## Selected text
BEGIN

Davis trying to free his mind at the line

De’Ron Davis will be the first to admit it.

He’s not getting it done at the free throw line.

“I can’t go 3-for-9 at the line and leave extra points out there,” Davis said, alluding to his performance last week against Iowa. “That’s hurting our team.”

But right now, Indiana’s sophomore big man isn’t overly concerned about his free throw woes lingering throughout the season.

As he attempts to fix a .479 free throw shooting percentage, Davis is drawing upon his past to find the confidence necessary for knocking down the shots the Hoosiers need him to make.

“I know I’m a good free throw shooter,” Davis said. “I talk to my coaches and they know I’m a good free throw shooter. I just have to lock in and just hit it.”

Colorado’s Mr. Basketball in 2016, Davis arrived in Bloomington last summer having made 77 percent of his free throws during his time starring for Overland High High School outside Denver.

As a freshman for Indiana, Davis made 75 percent (68 for 90) of his his free throws coming off the bench.

Behind the scenes, too, Davis hasn’t had much trouble in practice or on his own. At this point, Davis’ struggles are primarily a mental hurdle that he’s trying to clear on game days.

END

## Available data

BEGIN

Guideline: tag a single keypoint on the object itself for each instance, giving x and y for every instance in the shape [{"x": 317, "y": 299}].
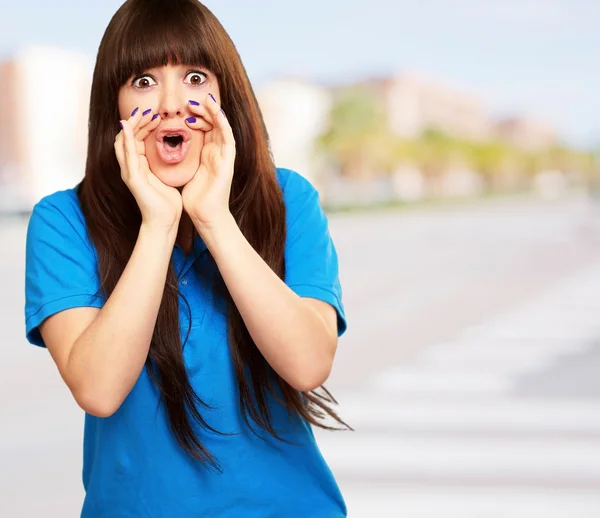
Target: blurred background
[{"x": 456, "y": 149}]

END

## Task requirements
• 1. Which free throw percentages for Davis does the article on his struggles at the line give?
• 2. Revise the article on Davis's free throw struggles between "As he attempts" and "off the bench.", inclusive, replacing "coaches" with "teammates".
• 3. Pick up the article on Davis's free throw struggles and carry it on from its last sentence.

## Exercise answers
• 1. .479, 77 percent, 75 percent

• 2.
As he attempts to fix a .479 free throw shooting percentage, Davis is drawing upon his past to find the confidence necessary for knocking down the shots the Hoosiers need him to make.

“I know I’m a good free throw shooter,” Davis said. “I talk to my teammates and they know I’m a good free throw shooter. I just have to lock in and just hit it.”

Colorado’s Mr. Basketball in 2016, Davis arrived in Bloomington last summer having made 77 percent of his free throws during his time starring for Overland High High School outside Denver.

As a freshman for Indiana, Davis made 75 percent (68 for 90) of his his free throws coming off the bench.

• 3.
“He’s not a bad free throw shooter,” fifth-year senior Collin Hartman said. “He can make them in practice and stuff. You gotta keep working at it and just keep his mindset (fresh). He’s thinking about it too much. Just step up to the line and knock it down.”

Davis is trying to shoot his way out of the funk before and after practice. Even before games, while his teammates are shooting around long before tip-off, Davis is at the line working on his form.

Beyond trying to fix his head, Davis is trying to make subtle tweaks to his approach.

“I know what I’m doing wrong. That’s the biggest thing,” Davis said. “I notice that some shots, I’m pushing the ball, not getting the ball up, not bending my knees. I just have to stay fluid with it and just keep shooting.”

Davis feels like he has been in this position before. Last year, in fact.

He went 9-for-14 (64 percent) at the line during the month of November, before turning around and shooting 77 percent (59-for-76) at the stripe over the final three-plus months.

“It’s all mental,” he insists.

Perhaps Saturday was evidence that a turnaround may not be far away. Davis went 4-for-6 at the line against Louisville, making each of his four in succession during the second half.

“I just have to have confidence in myself,” Davis said. “The first couple games, when I was really shooting worse, I came to the line and was like, ‘Oh, I don’t want to get fouled.’ I can’t think like that. You gotta think like you want to draw fouls on the defense.

“I feel like once I want to get fouled and get to the line, that just pushes the mental block out of my head like, ‘OK, I know I can get easy points from here.'”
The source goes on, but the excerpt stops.